◆ Exercise brief
With pictures removed, output every record below exactly as written.

(Dataset entries)
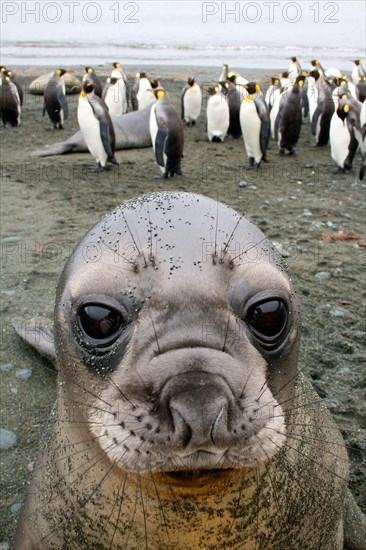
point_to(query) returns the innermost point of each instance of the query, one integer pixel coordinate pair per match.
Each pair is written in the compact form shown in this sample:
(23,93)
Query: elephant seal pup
(132,132)
(181,420)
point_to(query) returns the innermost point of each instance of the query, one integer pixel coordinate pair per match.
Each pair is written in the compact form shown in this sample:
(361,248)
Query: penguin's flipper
(160,142)
(314,121)
(105,137)
(63,102)
(264,137)
(182,100)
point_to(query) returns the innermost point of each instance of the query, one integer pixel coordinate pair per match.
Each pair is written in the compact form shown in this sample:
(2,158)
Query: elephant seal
(181,420)
(72,84)
(132,131)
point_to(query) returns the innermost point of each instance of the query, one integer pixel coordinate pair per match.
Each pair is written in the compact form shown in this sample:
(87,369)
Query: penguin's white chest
(192,102)
(218,117)
(116,99)
(90,129)
(339,140)
(144,97)
(251,126)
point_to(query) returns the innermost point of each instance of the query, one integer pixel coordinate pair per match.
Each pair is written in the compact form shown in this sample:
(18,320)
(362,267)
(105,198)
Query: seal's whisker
(120,391)
(160,504)
(226,247)
(91,393)
(123,485)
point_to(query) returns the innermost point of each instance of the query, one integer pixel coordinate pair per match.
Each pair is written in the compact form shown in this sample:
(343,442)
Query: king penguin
(344,144)
(289,117)
(254,122)
(10,105)
(166,129)
(96,126)
(273,91)
(218,114)
(90,76)
(320,121)
(55,99)
(191,102)
(115,92)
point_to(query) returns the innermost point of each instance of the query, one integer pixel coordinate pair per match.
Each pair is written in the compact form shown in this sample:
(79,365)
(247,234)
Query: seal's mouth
(195,477)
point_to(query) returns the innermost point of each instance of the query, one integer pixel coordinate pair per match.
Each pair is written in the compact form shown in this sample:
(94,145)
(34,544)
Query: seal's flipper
(354,524)
(38,335)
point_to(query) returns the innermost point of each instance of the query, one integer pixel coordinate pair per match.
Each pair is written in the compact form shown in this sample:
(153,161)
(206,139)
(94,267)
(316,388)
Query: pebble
(8,292)
(16,508)
(322,275)
(8,439)
(284,252)
(12,239)
(23,374)
(336,312)
(6,367)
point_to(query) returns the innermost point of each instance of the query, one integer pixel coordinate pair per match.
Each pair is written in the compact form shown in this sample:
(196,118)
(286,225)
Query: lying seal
(181,421)
(72,84)
(132,131)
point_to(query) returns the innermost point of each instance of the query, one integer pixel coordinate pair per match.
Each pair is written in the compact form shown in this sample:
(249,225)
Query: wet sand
(49,203)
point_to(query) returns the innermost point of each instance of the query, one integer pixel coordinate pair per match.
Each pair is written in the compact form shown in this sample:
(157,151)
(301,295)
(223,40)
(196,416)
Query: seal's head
(178,321)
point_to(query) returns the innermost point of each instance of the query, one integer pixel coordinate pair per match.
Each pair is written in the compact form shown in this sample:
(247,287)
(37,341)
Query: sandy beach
(315,217)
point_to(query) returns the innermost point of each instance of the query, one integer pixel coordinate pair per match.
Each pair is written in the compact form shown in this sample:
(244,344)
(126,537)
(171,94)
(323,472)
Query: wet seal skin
(182,420)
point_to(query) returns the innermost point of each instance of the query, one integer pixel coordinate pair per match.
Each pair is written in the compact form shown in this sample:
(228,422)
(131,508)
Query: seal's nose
(200,419)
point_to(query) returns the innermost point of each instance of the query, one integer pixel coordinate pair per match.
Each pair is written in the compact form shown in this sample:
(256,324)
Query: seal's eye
(267,319)
(100,322)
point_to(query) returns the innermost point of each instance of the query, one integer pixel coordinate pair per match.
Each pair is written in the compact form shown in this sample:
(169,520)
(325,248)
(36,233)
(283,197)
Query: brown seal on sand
(181,419)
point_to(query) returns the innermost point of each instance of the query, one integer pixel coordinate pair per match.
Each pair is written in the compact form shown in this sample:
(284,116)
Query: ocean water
(258,34)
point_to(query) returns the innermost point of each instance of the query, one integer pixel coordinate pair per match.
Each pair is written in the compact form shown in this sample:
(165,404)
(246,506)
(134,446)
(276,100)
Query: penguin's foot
(96,168)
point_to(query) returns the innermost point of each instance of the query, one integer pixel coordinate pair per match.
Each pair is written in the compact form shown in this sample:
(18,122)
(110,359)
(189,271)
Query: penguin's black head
(300,80)
(343,109)
(159,93)
(88,87)
(315,74)
(252,88)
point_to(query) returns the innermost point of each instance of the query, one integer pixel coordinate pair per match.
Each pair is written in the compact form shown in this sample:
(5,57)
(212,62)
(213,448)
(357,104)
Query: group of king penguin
(334,103)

◆ Exercise response
point_to(query) returns the innermost point of each instance of the query, one integer pixel coordinate pair per match.
Each pair is written in the compact form shown in this sample:
(23,93)
Query: elephant seal pup
(132,132)
(181,420)
point_to(query) returns the innermost point of each instance of the query, one integer pixel coordinate pair per match.
Each pair is written in the compact form shown in this sample:
(361,248)
Query: penguin's flipper
(160,142)
(314,121)
(105,137)
(63,102)
(264,137)
(182,100)
point_to(query) returns the innermost point of each instance of the query, one integer pixel coordinate pair per match.
Each pair is written in the compact form shown in this sample:
(2,158)
Query: elephant seal
(181,420)
(72,84)
(132,131)
point_to(query) returns the innermost point of each instance of the query, one integer pixel coordinate pair per match.
Each pair is written in the compact form shown in this sample:
(87,369)
Query: penguin's white chest
(192,102)
(218,117)
(116,99)
(90,129)
(339,140)
(144,97)
(251,126)
point_to(query) returns the innermost point of each instance of the query, one integer pixel coordinate pair per match.
Each pair is written in the compact form shown in this sample:
(18,320)
(362,267)
(105,198)
Query: seal's whisker
(120,391)
(160,504)
(226,247)
(91,393)
(123,485)
point_to(query) returns the innermost point of each instance of the query, one integer pixel coordinate pair per match.
Each pair is written in the compact form shown in this sample:
(343,442)
Query: king penguin
(344,144)
(289,117)
(254,122)
(10,105)
(166,129)
(96,126)
(273,91)
(218,114)
(90,76)
(320,121)
(55,99)
(191,102)
(115,92)
point_to(query) returns the innermost point of each instance of the query, one integer pixel coordinate pair per match.
Each pair is written in the compact form shown in this sample:
(79,365)
(247,234)
Query: seal's mouth
(195,477)
point_to(query) returns the innermost point of each instance of the query, one integer pixel coordinate pair per match.
Each pair is written in the compact form shown in this sample:
(94,145)
(34,544)
Query: seal's flipper
(354,524)
(38,335)
point_to(query) returns the innermost point of each instance of the query, one integer pixel coordinate pair per match.
Each pair is written in the compact form shown in this sample:
(153,161)
(206,139)
(94,267)
(316,388)
Query: pebble
(8,292)
(16,508)
(322,275)
(8,439)
(284,252)
(12,239)
(23,374)
(336,312)
(6,367)
point_to(query) returns the innermost point of each instance of the query, one integer pixel coordinate pair per match.
Each pair is written in the compact form shown in this sample:
(196,118)
(286,225)
Query: lying seal
(181,421)
(72,84)
(132,131)
point_to(query) returns the innermost point of each instance of the query, one integer pixel coordinate pair per match.
Each pair is written in the compact form shown in this sample:
(249,225)
Query: wet sand
(49,203)
point_to(query) returns the innermost point of each instance of the query, one integer pixel coordinate pair per match.
Each pair is written in the compact form shown in this sample:
(157,151)
(301,295)
(223,40)
(196,416)
Query: seal's head
(178,321)
point_to(query) returns the innermost point of each instance of the query, one integer pixel coordinate pair per match.
Each pair is written in the compact form shown in this sample:
(247,287)
(37,341)
Query: sandy beach
(315,217)
point_to(query) returns the innermost point of each instance of the query, one integer pixel coordinate pair per match.
Each pair is written in the compact form shown in this sample:
(244,344)
(126,537)
(171,94)
(323,472)
Query: wet seal skin
(182,420)
point_to(query) returns the innermost point of each instance of the query, one integer pixel coordinate pair per match.
Each pair is written in the compact form shown in this sample:
(228,422)
(131,508)
Query: seal's nose
(200,419)
point_to(query) returns the innermost point of each instance of the query, one integer pixel coordinate pair per match.
Each pair is written in the compact form shown in this sample:
(256,324)
Query: seal's eye
(267,319)
(100,322)
point_to(query) returns the innermost point of each instance of the query, one integer pixel coordinate pair per match.
Each pair is written in the compact form shown in this sample:
(169,520)
(325,248)
(36,233)
(283,197)
Query: brown seal on sand
(181,419)
point_to(query) returns the innermost point of each instance of the query, one integer pixel coordinate pair per match.
Each pair is written in the compact form shown in this sample:
(284,116)
Query: ocean water
(258,34)
point_to(query) returns the innermost point of each instance of the query, one integer pixel coordinate pair per match.
Each pair is written in the compact form shown in this sample:
(165,404)
(246,506)
(134,446)
(276,100)
Query: penguin's foot
(96,168)
point_to(query) returns the innermost point of each instance of the query, one integer pixel coordinate pair per match.
Each pair is written in the compact form shown in this sample:
(18,122)
(110,359)
(189,271)
Query: penguin's black head
(300,80)
(343,109)
(159,93)
(88,87)
(315,74)
(252,88)
point_to(query) returns the innermost point of each instance of the query, one integer pixel coordinate pair per match.
Each pair is written in the compact form shown in this sample:
(5,57)
(212,62)
(213,448)
(357,104)
Query: group of king penguin
(334,103)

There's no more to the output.